What the exercise asks — Starting at the line that contains "344 196 L 495", repeat each line exactly until the records end, keeping both the first and the last.

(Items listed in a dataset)
Start of Block

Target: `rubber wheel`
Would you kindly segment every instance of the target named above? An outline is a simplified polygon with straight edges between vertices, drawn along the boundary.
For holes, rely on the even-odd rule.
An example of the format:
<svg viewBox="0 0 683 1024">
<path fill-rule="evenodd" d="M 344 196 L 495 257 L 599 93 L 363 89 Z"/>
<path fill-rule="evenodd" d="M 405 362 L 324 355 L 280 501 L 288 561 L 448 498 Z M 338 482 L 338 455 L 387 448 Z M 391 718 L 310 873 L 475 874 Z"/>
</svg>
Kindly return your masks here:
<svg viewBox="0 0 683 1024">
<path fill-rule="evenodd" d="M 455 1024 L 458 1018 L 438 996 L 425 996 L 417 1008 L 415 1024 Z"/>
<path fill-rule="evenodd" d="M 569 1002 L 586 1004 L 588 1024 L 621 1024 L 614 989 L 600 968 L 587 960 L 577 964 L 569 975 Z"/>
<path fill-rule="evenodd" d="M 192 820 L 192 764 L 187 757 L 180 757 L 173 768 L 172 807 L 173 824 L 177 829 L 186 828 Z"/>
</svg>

End of Block

Exercise response —
<path fill-rule="evenodd" d="M 344 196 L 495 257 L 599 93 L 363 89 Z"/>
<path fill-rule="evenodd" d="M 405 362 L 324 355 L 280 501 L 288 561 L 448 498 Z M 338 482 L 338 455 L 387 448 Z M 391 718 L 310 873 L 475 874 Z"/>
</svg>
Kindly return your masks here:
<svg viewBox="0 0 683 1024">
<path fill-rule="evenodd" d="M 455 1024 L 458 1018 L 438 996 L 425 996 L 417 1008 L 415 1024 Z"/>
<path fill-rule="evenodd" d="M 569 1002 L 586 1004 L 588 1024 L 621 1024 L 614 989 L 600 968 L 587 960 L 577 964 L 569 975 Z"/>
<path fill-rule="evenodd" d="M 192 820 L 192 764 L 187 757 L 180 757 L 173 768 L 172 807 L 173 824 L 177 829 L 186 828 Z"/>
</svg>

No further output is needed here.